# WHAT YOU HAVE TO DO:
Rewrite every line of the rows below as a JSON list of strings, one string per line, leaving out blank lines.
==============================
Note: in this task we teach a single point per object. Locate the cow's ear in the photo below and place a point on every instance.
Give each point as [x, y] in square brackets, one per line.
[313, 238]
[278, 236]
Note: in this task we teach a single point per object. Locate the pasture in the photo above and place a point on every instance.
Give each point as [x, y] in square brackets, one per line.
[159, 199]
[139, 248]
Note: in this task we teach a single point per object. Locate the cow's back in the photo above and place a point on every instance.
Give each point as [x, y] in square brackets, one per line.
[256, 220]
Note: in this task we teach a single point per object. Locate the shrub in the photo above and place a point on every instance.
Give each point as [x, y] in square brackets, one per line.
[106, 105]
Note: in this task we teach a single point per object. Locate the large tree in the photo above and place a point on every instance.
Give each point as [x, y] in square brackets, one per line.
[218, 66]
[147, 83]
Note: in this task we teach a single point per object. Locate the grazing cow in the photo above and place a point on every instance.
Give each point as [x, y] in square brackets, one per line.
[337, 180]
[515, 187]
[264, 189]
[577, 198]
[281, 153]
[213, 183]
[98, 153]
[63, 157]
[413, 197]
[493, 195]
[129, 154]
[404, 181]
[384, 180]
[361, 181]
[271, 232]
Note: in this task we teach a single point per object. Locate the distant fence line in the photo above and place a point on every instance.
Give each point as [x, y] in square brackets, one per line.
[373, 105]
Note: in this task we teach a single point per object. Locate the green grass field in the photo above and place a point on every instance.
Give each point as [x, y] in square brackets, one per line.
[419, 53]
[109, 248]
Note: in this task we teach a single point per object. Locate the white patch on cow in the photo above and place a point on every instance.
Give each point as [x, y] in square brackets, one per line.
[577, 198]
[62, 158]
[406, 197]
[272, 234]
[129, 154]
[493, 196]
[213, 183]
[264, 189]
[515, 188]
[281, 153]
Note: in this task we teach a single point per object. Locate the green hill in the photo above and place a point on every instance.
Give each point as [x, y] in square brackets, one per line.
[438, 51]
==============================
# ANSWER TO THE TASK:
[
  "Note: in this task we teach a single point per object. Locate the cow's ear in the photo below and place a point on every instance.",
  "Give each point as [x, y] in square brackets, one per line.",
  "[313, 238]",
  "[278, 236]",
  "Note: in this task we teach a single point per object. Locate the pasture in the photo above and place a point on every instance.",
  "Give each point as [x, y] in square brackets, one per line.",
  "[159, 199]",
  "[139, 248]",
  "Note: in this task we teach a single point per object. Locate the cow's back in the photo above and place a point on every instance.",
  "Give each point as [x, y] in square brackets, one per line.",
  "[256, 220]",
  "Note: in this task we teach a single point per object. Locate the shrub in the photo above and place a point on every instance.",
  "Give each point as [x, y] in square brackets, one per line.",
  "[106, 105]",
  "Note: in this task we teach a single point per object. Locate the large tree in the photo above and place a point on every instance.",
  "Give each point as [x, y] in square brackets, one per line.",
  "[218, 66]",
  "[147, 83]",
  "Note: in this task we teach a single point per object. Locate the grazing cow in the photo above and place a point on every instance.",
  "Give each point as [x, y] in square brackets, one per line.",
  "[337, 180]",
  "[515, 187]",
  "[264, 189]",
  "[577, 198]",
  "[281, 153]",
  "[213, 183]",
  "[98, 153]",
  "[63, 157]",
  "[413, 197]",
  "[493, 195]",
  "[129, 154]",
  "[404, 181]",
  "[384, 180]",
  "[361, 181]",
  "[271, 232]",
  "Note: in this task we teach a single point per object. Locate the distant fence line in the photo above and place a point on every instance.",
  "Give each point as [x, y] in square brackets, one per line.",
  "[373, 105]",
  "Note: in this task we teach a single point per object. Locate the green grass field in the photo above and place a point on every instance.",
  "Give each point as [x, y] in square brackets, one per line.",
  "[419, 53]",
  "[109, 248]",
  "Note: in this task we teach a single point per object. Locate the white patch on cow in the photo above and place a point on every instance.",
  "Give each point as [x, y] in square brackets, one per line.",
  "[577, 198]",
  "[62, 158]",
  "[406, 197]",
  "[272, 234]",
  "[129, 154]",
  "[493, 196]",
  "[213, 183]",
  "[264, 189]",
  "[515, 188]",
  "[281, 153]",
  "Note: in this task we teach a single point per object. Locate the green hill in the photo above and place a point on every instance.",
  "Give each point as [x, y] in square brackets, one per line.",
  "[438, 51]"
]